--- Given exercise 1 ---
According to the marathon essay, what is the most contractive thing a runner can do?
--- Given exercise 2 ---
Transcribe the part of the marathon essay starting at "The answer is" and ending at "reward is joy.".

--- Extract ---
Assuming Bouchard’s findings apply to all ages, imagine that you’re in, say, the 35th percentile. You’ll have to work hard to prepare your body to complete a marathon in 5 hours. For you, a sub-3:30 finish time that the “in-betweeners” would respect is likely to remain a distant dream.
What’s the value of your 5-hour marathon? In absolute terms, of course – and the in-betweeners do tend to be absolutists – it’s not worth much. If the sub-3:30 runners look down their noses, it’s likely because fear and ego are involved — the two often go together.
But, what’s the value for the individual with a minimally trainable body, in becoming fit enough to finish a marathon?
The answer is almost contained in the question: the value is huge. Common sense tells us that a 5-hour marathon has great value for the right individual. Nature rewards us when we work to “stretch our edges” – when we work to become fitter, healthier, more energized, loving, inwardly strong, or wise. When we expand our abilities, nature rewards us unmistakably, and the reward is joy.
This is a concept that’s as old as humanity. It’s an idea that’s been rediscovered endlessly, by simple observation of life. It’s an idea that won’t die, because it’s anchored in bedrock reality. It’s an irreducibly simple truth: “Expansion equals joy.”
The 5-hour run/walkers are stretching their edges and experiencing the due reward. No matter how we judge them, we can never deprive them of their joy. They’re doing important life-stuff, and nature is judging them and applauding.
I’ll go further. It’s not merely unwise to judge the 5-hour finishers – it’s dangerous. Nature’s law – “expansion equals joy” – has a dark flip side. Anything we do that’s the opposite of expansive – that reduces or takes away our health, love, strength, wisdom, and joy – results in suffering. To take an example that all runners can relate to, the most contractive thing we can do, as runners, is overtrain. That’s because overtraining kills expansion – it literally reverses our progress, and it carries all manner of unpleasant side-effects: irritability, depression, low energy, diarrhea. Dark, dark stuff.
When the in-between runners work on their own expansion — lowering their PR, say, from 2:50 to 2:45 – nature rewards them with the same joy that it gives to the 5-hour finishers. Nature is continually trying to do a good thing for everybody, if we’ll only cooperate.

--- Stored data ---
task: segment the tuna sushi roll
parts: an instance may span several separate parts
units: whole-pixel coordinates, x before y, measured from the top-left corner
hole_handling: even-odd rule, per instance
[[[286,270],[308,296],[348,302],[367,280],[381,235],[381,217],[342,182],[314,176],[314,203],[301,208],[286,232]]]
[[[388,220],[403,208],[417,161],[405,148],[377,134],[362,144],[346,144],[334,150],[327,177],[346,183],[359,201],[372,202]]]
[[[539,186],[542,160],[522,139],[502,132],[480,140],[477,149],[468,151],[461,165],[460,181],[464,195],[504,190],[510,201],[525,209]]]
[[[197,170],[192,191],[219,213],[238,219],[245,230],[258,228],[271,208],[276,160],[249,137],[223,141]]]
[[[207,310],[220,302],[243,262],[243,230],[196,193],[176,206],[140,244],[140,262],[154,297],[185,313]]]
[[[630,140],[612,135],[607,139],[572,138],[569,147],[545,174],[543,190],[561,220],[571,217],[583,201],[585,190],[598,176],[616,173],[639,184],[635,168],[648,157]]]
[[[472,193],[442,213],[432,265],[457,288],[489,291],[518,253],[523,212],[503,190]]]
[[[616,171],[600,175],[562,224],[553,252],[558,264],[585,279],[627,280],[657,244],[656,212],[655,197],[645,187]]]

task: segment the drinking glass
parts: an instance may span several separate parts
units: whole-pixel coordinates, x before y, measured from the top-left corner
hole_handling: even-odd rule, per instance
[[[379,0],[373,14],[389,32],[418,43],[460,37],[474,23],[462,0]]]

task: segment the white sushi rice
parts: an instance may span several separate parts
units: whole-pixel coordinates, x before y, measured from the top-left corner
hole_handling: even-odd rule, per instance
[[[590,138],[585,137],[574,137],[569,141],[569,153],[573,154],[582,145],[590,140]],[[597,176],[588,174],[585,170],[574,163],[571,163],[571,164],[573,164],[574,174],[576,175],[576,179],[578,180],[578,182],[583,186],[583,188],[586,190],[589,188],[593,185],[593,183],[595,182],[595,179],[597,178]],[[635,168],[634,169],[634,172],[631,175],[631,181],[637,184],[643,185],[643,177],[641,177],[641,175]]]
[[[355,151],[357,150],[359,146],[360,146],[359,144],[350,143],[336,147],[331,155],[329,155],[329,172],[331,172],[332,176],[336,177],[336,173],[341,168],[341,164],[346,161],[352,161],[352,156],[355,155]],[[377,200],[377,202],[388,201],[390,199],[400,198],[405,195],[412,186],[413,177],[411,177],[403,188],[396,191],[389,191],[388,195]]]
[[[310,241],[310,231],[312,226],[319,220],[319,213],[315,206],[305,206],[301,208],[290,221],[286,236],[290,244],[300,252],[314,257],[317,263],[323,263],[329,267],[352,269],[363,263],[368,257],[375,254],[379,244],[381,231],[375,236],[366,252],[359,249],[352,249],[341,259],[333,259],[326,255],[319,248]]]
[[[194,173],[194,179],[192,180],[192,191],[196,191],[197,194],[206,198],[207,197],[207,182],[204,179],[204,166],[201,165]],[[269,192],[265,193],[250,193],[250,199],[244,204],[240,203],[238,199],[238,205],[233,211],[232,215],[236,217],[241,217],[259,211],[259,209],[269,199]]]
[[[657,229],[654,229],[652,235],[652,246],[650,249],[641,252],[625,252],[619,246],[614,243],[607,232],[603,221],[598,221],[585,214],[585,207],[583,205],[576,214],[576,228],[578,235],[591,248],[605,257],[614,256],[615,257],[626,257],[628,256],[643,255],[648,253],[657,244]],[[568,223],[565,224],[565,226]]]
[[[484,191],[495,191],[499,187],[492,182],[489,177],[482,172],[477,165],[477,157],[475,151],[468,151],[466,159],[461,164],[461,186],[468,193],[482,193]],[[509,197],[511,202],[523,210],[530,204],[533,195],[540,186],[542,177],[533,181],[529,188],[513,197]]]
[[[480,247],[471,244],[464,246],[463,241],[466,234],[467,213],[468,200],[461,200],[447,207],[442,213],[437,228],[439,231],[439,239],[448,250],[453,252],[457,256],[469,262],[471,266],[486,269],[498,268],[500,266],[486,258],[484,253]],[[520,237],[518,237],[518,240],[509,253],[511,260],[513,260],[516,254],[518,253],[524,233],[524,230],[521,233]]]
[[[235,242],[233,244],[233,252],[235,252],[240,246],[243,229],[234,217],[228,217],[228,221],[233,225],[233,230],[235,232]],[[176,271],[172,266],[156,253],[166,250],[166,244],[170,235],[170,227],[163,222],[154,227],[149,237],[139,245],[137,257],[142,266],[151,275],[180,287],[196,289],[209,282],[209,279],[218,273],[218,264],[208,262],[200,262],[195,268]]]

--- Full response 1 ---
Overtrain.

--- Full response 2 ---
The answer is almost contained in the question: the value is huge. Common sense tells us that a 5-hour marathon has great value for the right individual. Nature rewards us when we work to “stretch our edges” – when we work to become fitter, healthier, more energized, loving, inwardly strong, or wise. When we expand our abilities, nature rewards us unmistakably, and the reward is joy.